▶ What this task involves: Line by line, transcribe the data below exactly and pass over the images.

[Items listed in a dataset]
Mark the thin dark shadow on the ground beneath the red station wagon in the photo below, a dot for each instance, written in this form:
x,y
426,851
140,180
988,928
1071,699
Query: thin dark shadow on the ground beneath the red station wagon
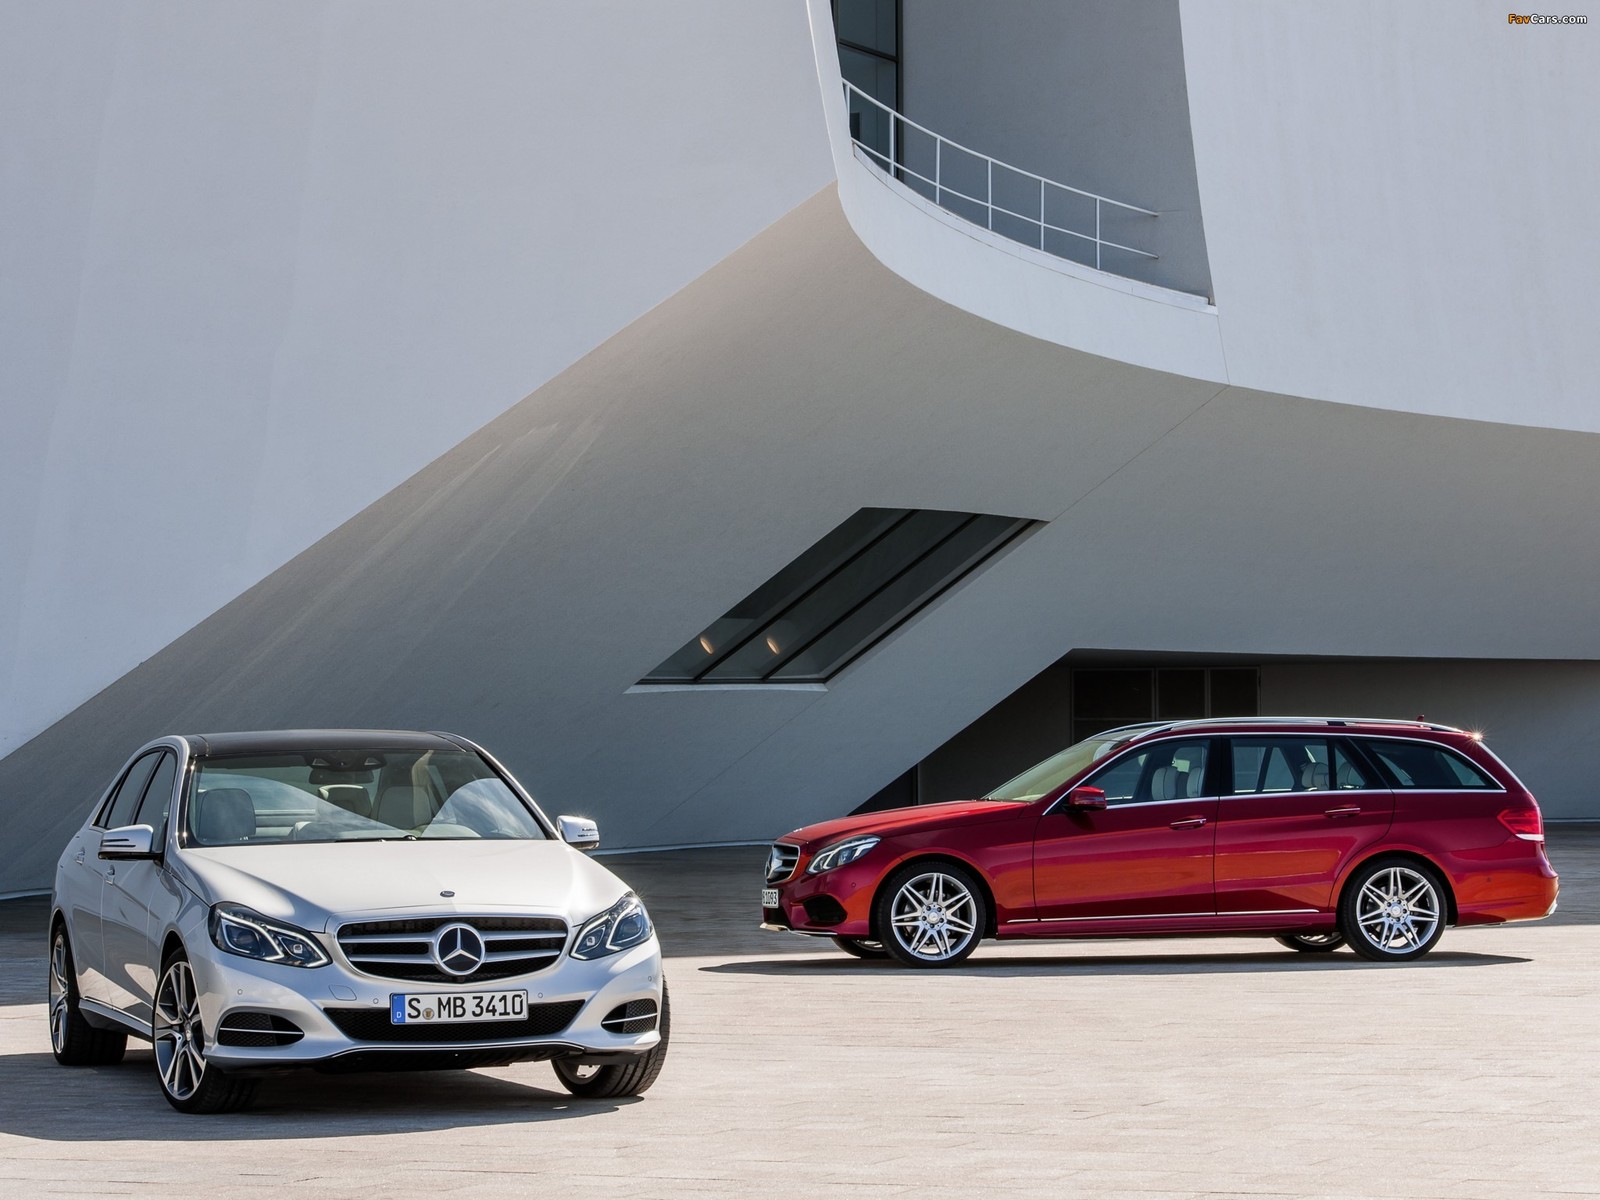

▶ Answer for this exercise:
Mark the thin dark shadow on the ground beneath the red station wagon in the photo below, a dot for each instance, written in this form:
x,y
426,851
140,180
988,928
1071,699
Query: thin dark shadow on the ground beneath the red station wagon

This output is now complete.